**Aim of the task**
Exactly transcribe the span of lines from the one containing "Locate the mowed" through the final line of the entries, inclusive, and nothing outside it. Exclude the pictures.

**Entries provided**
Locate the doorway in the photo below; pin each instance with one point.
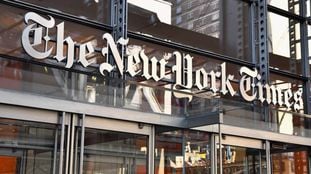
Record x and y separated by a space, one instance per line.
240 156
289 159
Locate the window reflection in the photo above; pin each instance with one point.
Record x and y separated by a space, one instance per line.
178 150
26 147
243 160
284 43
114 152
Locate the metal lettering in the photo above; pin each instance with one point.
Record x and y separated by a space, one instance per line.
37 34
70 46
82 53
225 82
245 83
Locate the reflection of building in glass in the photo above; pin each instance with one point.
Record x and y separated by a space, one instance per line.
201 16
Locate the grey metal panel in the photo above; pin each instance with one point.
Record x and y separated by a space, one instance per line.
28 114
35 101
117 125
256 134
265 135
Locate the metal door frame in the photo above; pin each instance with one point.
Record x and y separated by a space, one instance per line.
100 123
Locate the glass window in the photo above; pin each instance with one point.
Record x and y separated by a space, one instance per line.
27 147
243 160
205 24
114 152
177 149
289 158
97 10
284 43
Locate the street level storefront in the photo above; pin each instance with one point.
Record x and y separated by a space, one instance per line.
154 86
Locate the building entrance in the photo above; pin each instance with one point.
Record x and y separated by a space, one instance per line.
242 155
289 158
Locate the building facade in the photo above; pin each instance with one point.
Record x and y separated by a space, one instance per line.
155 86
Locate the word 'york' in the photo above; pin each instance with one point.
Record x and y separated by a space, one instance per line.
36 34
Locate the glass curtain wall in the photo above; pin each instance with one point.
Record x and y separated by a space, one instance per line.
28 147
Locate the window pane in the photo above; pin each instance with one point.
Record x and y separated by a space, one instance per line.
284 43
176 149
114 152
97 10
205 24
26 147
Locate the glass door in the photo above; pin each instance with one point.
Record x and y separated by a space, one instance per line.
289 159
240 155
113 147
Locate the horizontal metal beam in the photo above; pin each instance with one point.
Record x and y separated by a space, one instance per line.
45 103
257 134
286 13
59 15
189 49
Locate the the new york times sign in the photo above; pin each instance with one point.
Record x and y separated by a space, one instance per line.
250 87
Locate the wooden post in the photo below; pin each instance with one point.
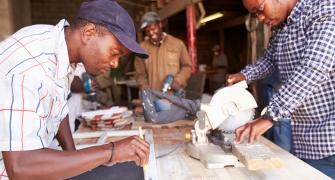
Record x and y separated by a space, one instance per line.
191 36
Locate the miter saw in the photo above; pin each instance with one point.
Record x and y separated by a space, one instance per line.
229 108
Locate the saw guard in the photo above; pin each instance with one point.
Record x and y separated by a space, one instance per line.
230 107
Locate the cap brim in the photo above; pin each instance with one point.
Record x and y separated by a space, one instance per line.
132 45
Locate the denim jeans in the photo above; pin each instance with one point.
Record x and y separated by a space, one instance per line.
281 134
325 165
120 171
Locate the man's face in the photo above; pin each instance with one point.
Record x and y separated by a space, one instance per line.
154 32
101 53
270 12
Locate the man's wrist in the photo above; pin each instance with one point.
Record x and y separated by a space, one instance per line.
267 116
112 148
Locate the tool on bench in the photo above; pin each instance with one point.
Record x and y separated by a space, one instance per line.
167 85
229 108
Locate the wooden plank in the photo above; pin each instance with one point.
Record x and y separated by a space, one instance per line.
103 136
173 7
256 156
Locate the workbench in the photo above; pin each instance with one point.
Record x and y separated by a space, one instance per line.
177 165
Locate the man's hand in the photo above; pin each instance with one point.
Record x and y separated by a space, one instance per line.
234 78
175 86
254 129
131 149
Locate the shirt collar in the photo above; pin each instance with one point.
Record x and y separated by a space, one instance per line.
296 11
63 60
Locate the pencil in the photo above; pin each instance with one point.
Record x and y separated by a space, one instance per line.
145 167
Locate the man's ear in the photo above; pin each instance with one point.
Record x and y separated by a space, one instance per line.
88 32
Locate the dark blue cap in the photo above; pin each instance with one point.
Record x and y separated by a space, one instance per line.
111 15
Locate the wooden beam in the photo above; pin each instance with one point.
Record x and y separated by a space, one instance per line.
160 4
173 7
224 24
234 22
132 3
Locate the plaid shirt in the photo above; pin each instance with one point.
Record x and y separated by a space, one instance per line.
303 50
35 76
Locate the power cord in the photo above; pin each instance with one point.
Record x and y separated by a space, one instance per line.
170 152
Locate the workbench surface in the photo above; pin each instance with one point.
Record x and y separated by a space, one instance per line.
177 165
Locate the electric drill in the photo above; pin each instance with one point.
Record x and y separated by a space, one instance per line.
167 83
167 86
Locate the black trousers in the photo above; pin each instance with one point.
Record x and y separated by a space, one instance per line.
120 171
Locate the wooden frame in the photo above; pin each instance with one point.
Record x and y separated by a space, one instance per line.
150 173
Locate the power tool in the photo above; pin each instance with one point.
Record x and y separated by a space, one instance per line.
167 86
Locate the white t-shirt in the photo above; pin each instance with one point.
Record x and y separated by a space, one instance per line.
34 84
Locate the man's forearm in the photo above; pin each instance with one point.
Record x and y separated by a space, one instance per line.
64 135
54 164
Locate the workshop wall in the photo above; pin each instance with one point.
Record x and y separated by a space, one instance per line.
51 11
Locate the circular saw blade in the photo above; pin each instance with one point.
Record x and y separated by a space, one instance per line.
235 101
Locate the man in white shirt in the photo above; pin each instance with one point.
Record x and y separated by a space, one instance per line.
35 71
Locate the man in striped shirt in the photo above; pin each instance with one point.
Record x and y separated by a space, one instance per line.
35 76
302 48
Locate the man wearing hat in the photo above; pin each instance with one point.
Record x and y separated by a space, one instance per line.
36 71
168 56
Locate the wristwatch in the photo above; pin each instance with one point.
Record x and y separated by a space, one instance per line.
267 116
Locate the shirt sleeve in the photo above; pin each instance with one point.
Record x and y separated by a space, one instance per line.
317 63
21 116
185 67
141 75
263 67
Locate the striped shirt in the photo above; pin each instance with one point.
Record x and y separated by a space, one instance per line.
34 85
303 50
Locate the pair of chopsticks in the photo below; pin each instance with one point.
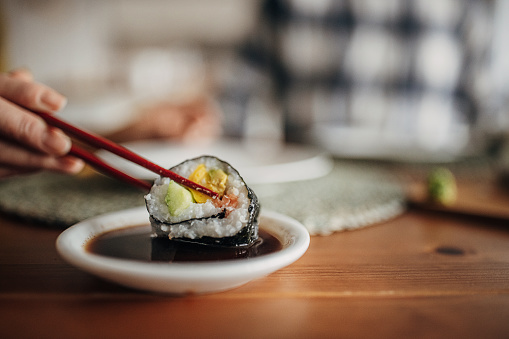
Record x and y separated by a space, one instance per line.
108 145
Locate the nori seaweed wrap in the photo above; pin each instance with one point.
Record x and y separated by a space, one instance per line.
183 214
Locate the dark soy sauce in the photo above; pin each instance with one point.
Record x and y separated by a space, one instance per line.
136 243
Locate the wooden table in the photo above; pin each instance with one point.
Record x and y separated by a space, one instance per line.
423 274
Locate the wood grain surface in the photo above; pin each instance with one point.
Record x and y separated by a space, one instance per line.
425 274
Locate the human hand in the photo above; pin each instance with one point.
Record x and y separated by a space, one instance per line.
27 143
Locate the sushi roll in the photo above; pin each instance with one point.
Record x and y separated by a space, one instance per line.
183 214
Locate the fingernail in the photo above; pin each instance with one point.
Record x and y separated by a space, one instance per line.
54 101
56 142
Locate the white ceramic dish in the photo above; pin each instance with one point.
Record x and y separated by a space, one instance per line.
259 163
179 278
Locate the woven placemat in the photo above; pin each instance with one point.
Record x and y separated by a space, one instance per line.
60 201
350 197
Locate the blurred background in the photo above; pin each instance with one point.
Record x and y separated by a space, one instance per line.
409 80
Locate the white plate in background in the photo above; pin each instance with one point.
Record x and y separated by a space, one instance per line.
257 163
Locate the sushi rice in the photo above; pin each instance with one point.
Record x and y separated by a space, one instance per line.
205 220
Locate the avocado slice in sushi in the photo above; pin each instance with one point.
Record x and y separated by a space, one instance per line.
178 198
230 220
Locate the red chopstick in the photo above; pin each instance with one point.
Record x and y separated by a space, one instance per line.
103 167
103 143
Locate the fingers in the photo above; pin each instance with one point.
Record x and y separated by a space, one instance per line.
19 89
28 129
21 74
16 159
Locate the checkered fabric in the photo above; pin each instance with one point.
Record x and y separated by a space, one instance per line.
416 69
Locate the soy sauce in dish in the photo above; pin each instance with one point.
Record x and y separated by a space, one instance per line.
136 243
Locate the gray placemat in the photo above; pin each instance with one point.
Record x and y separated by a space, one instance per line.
60 201
350 197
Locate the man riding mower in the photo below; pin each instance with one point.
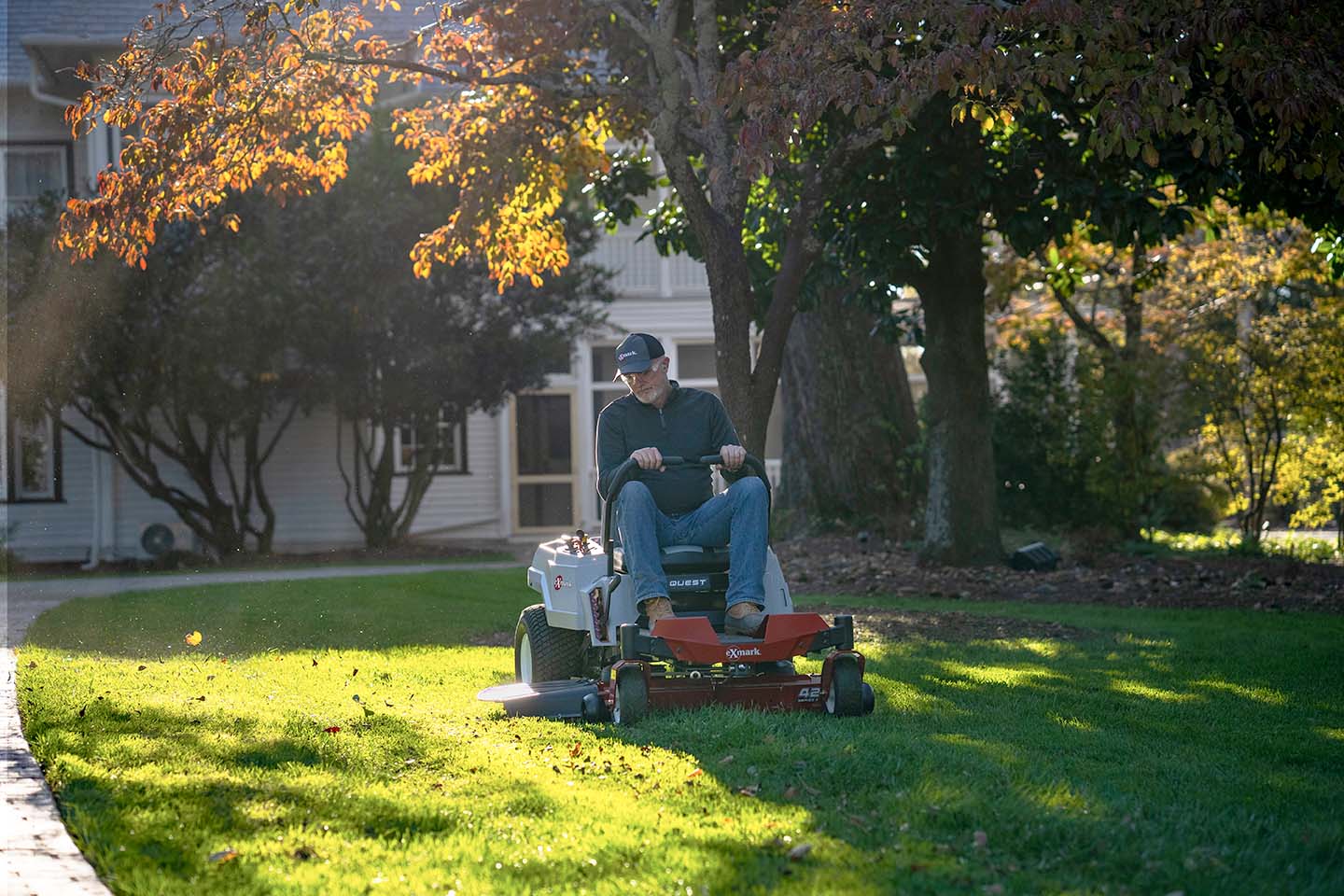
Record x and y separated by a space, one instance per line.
588 651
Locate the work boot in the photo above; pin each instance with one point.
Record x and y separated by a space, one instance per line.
744 618
657 609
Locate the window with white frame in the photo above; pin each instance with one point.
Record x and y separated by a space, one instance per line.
446 440
33 171
605 387
30 453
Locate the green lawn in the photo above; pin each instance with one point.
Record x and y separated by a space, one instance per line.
1166 751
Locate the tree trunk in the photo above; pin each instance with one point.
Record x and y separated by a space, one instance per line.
961 522
851 425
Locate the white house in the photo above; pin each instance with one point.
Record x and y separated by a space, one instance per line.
518 474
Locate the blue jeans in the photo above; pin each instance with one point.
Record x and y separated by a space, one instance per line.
736 517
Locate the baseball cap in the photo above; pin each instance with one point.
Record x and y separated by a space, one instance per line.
636 354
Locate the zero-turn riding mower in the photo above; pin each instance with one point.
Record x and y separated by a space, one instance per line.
585 651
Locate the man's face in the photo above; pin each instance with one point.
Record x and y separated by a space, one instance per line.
652 385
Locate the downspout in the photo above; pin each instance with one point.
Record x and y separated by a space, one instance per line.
95 539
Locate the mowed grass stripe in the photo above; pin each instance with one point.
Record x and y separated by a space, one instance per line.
1164 751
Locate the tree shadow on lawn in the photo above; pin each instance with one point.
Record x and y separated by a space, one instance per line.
1113 761
440 609
286 801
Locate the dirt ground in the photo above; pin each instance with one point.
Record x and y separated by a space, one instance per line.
839 565
845 566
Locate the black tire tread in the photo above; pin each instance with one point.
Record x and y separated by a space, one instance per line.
847 688
556 653
632 696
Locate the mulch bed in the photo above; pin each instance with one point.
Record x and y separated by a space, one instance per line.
840 565
953 624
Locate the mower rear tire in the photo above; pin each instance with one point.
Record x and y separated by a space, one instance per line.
846 696
632 696
542 651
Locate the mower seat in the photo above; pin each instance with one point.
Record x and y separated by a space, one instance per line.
698 580
683 558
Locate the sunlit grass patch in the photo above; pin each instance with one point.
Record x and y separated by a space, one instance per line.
999 675
1260 694
1148 692
989 763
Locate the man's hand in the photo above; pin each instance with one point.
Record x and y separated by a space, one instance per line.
650 458
733 455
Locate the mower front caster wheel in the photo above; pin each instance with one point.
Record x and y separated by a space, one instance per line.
542 651
847 690
632 696
593 708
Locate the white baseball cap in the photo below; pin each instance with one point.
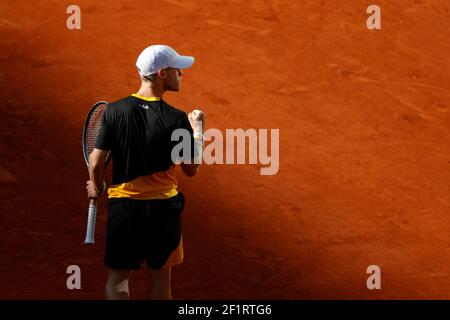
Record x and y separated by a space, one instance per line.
157 57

**Result of this exercise**
Locate the mowed grass stripe in the photo above; pin each instance with one point.
Record x and y separated by a space, one instance per line.
1164 751
Locate the tree shadow on lawn in the photo above; pin each instance with one point.
Record x and y separated by a space, one instance per line.
1113 761
440 609
286 801
Locate the dirt ground in the photo above; pin each instance with one point.
Record x and y separated by a space, one instance per line.
839 565
845 566
Locate the black tire tread in the photo above; pin each instance with one point.
Record x and y separated by a space, one instance per line.
847 688
556 653
632 696
Locate the mulch bed in the photo above; pin each instance with one point.
Record x and y separated by a space, one instance per line.
840 565
953 624
Locate the mower rear tire in the photo above; pin each instance with one point.
Record x and y separated by a space, one instance per line.
846 696
632 696
542 651
Locate the mower seat in the photo above; pin each instance with one point.
Record x and y separated by a space, one instance per line.
698 580
683 558
Locate the sunlit grass patch in the photo above; pin each instance with one point.
Record x and y separated by a space, one instance per line.
999 675
1260 694
1148 692
989 763
Locate the man's hand in the photo above; pin each instance with one point.
Record x and y separated by a space, one instance per line.
650 458
733 455
Locate the mower front caster wheel in the photo above; pin each instance with one point.
Record x and y separated by a space, one instance per line.
542 651
847 690
632 696
593 708
Locate the white baseball cap in the photo below; pin each instance with one point.
Record x and y separated by a space, one instance per line.
157 57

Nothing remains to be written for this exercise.